Brief |
In the data that follows, find the line containing "If you would be willing to indicate the cloudy"; then quote that line and every line after it, exactly, through the last one.

= = = = =

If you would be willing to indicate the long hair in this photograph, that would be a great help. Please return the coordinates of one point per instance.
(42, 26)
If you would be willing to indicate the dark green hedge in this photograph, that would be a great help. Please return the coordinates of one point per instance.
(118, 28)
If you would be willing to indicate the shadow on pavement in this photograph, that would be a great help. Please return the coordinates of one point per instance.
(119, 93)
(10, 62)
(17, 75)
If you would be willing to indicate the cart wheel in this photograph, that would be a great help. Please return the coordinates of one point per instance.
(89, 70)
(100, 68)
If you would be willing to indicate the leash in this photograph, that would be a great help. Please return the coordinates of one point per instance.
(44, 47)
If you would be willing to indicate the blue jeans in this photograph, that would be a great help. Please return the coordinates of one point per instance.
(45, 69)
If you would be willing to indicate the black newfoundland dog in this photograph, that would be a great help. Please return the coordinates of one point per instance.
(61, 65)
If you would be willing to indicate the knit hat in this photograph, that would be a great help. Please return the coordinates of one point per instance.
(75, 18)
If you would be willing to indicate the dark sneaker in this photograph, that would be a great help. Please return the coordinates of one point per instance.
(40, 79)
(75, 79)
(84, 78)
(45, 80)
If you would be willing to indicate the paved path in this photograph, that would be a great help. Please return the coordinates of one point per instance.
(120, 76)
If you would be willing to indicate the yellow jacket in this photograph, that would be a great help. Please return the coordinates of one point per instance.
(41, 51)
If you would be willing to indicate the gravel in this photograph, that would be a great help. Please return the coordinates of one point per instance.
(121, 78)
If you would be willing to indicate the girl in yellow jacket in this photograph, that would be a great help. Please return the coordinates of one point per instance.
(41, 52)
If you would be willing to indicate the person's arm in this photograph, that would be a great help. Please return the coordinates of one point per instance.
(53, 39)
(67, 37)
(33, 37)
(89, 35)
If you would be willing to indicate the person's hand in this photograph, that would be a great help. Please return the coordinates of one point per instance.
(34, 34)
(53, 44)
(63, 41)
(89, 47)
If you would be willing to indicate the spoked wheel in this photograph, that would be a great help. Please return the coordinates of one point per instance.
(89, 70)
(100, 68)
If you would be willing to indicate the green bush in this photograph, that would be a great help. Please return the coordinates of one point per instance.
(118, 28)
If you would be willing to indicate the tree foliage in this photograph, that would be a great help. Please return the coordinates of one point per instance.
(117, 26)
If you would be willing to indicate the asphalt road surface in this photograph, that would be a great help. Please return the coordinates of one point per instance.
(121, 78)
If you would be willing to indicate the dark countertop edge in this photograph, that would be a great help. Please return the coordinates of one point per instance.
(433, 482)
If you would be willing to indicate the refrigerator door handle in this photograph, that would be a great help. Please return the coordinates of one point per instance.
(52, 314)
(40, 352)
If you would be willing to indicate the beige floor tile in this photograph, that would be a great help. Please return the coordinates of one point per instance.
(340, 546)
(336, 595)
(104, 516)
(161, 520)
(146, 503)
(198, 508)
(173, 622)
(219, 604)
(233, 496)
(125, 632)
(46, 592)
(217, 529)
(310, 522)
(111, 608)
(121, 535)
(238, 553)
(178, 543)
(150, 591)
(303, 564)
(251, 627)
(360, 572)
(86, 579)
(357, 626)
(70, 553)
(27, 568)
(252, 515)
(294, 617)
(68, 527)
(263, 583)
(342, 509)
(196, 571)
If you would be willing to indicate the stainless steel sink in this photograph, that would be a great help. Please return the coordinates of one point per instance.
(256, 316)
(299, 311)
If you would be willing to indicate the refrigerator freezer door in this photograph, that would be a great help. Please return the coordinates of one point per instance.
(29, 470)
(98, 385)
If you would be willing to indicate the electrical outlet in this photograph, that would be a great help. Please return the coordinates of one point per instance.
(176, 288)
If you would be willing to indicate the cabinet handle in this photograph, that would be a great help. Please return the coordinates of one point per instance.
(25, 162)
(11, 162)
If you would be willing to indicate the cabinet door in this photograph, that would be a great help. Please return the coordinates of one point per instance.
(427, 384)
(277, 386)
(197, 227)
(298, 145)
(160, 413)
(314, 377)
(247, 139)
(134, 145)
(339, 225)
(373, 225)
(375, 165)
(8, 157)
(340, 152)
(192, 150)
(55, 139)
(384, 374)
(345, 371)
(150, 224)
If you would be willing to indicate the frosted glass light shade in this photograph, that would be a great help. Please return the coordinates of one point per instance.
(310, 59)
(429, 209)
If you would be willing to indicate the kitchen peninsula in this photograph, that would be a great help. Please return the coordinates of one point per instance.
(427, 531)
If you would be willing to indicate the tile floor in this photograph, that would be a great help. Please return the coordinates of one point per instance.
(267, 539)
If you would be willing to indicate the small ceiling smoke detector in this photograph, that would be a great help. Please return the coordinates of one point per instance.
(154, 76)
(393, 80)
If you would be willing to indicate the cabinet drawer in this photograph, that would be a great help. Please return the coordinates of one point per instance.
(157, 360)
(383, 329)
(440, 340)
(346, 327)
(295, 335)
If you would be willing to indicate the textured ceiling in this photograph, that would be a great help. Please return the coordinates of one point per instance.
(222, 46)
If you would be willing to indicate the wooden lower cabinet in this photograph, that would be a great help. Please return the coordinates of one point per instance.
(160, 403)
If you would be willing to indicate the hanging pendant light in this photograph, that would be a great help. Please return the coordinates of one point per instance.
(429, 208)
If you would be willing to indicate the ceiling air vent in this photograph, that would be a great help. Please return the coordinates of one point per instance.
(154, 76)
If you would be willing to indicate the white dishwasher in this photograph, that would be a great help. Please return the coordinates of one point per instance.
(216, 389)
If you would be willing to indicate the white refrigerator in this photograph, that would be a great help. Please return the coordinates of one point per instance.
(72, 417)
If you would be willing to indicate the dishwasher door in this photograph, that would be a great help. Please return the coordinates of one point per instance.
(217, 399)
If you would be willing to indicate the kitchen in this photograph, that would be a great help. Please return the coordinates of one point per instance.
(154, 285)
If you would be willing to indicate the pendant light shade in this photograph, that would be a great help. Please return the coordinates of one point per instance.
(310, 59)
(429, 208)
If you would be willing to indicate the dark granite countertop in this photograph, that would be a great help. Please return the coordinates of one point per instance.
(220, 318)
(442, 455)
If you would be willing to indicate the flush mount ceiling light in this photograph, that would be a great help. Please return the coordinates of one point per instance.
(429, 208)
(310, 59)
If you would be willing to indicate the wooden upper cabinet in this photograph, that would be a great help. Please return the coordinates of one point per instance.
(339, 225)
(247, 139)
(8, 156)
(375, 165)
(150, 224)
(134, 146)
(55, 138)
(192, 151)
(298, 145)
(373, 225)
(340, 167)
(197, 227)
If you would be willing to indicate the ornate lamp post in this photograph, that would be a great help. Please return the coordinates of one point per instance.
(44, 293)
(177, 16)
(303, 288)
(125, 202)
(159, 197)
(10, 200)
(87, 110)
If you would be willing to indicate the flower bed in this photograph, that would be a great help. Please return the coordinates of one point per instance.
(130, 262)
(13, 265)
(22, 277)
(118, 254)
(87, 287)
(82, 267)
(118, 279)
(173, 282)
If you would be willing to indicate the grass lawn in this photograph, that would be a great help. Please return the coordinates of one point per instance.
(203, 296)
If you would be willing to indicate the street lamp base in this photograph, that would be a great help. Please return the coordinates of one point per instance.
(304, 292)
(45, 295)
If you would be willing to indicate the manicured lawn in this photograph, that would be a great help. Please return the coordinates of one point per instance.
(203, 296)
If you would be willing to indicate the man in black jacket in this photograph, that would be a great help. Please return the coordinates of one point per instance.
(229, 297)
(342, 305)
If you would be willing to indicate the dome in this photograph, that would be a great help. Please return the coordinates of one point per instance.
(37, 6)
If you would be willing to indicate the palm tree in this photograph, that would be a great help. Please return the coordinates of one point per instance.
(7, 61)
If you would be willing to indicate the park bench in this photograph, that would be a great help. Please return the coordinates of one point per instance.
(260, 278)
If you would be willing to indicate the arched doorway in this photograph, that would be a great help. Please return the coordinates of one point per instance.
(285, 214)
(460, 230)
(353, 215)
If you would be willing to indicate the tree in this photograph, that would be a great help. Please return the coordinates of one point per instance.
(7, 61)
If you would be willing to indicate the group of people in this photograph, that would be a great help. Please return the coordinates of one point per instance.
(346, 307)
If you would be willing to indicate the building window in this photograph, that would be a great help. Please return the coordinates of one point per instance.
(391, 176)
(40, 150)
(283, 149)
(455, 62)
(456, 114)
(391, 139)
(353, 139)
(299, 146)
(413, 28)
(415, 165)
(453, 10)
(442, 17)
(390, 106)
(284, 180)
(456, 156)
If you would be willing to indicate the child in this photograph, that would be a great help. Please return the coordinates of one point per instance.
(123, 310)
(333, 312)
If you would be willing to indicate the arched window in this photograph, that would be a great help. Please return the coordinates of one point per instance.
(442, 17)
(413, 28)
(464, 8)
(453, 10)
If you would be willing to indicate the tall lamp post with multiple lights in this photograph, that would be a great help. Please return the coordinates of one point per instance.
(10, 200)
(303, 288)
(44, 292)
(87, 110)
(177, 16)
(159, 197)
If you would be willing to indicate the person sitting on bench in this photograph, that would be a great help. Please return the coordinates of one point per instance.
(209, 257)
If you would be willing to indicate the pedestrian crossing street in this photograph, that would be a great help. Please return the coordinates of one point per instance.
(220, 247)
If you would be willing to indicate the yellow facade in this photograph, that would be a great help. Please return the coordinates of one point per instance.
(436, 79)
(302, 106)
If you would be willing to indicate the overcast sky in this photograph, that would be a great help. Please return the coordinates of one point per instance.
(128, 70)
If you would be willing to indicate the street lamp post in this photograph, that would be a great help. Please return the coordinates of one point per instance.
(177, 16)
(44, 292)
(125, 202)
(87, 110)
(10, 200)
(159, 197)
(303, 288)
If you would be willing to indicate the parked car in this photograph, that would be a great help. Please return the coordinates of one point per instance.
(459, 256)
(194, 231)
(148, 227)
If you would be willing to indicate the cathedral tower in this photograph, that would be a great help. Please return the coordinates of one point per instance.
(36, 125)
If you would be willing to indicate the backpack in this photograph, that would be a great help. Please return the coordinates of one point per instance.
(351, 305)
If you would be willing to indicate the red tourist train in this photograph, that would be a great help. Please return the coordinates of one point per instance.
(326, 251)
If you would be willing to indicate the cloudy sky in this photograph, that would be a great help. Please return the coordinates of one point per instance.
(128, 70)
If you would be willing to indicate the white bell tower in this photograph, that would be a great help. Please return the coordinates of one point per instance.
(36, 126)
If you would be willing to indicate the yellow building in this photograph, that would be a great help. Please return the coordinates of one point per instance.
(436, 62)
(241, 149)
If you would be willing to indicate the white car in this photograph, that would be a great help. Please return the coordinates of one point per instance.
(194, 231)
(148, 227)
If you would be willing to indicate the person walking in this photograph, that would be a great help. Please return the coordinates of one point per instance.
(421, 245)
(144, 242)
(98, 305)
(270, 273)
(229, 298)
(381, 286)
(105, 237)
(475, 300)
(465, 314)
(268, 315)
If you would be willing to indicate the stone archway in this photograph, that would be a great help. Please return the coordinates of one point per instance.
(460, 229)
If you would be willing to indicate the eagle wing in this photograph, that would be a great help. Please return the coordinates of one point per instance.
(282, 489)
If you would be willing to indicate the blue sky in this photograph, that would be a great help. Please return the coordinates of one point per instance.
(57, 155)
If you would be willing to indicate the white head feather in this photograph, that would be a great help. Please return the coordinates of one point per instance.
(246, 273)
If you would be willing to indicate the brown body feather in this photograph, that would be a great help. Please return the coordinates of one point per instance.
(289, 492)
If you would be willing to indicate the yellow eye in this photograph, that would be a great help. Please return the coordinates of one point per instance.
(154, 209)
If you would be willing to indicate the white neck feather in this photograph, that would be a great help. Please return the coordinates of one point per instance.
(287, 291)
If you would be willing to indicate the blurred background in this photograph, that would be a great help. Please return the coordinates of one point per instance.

= = = = =

Task output |
If you would be willing to indicate the cloudy sky in this photograph, that would be a great help. Please return the coordinates of one point per instance.
(128, 70)
If you would be willing to indicate the white bell tower in this photograph, that would be a great help. Please return the coordinates of one point per instance.
(36, 126)
If you would be willing to indicate the yellow building in this photograph, that would be a great help. Please return the coordinates of one point per instance.
(436, 62)
(241, 149)
If you would be willing to indicate the white car in this photograph, that would be a great help. Please return the coordinates of one point per instance.
(194, 231)
(148, 227)
If you would be willing to indicate the person walking in this photograph, that would be a great help. Please return the coordinates of one point per instance.
(421, 245)
(144, 242)
(98, 305)
(270, 273)
(229, 298)
(381, 286)
(105, 237)
(475, 300)
(465, 314)
(268, 315)
If you would be willing to indicate the stone archway in this photograph, that would be a great help. Please return the coordinates of one point per instance.
(460, 229)
If you would be willing to indicate the eagle wing in this photograph, that would be a great help. Please return the coordinates of one point per instance.
(282, 489)
If you would be willing to indicate the blue sky in this photograph, that would be a great help. Please return the coordinates of one point per instance.
(57, 155)
If you would be willing to indicate the white head feather in this photograph, that would be a great help. Please return the coordinates of one point per instance.
(246, 273)
If you would be willing to indicate the brown body feather in this photograph, that would be a great help. Please return the coordinates of one point per instance.
(289, 492)
If you would be willing to indicate the yellow eye in this photograph, that would be a great help. Please return the coordinates of one point per instance.
(154, 209)
If you would be willing to indicate the white neck feather in this photograph, that would be a great help. Please return the coordinates of one point per instance.
(287, 291)
If you would be willing to indicate the blurred background in this photograph, that would be a great help. Please return the coordinates of one point per instance.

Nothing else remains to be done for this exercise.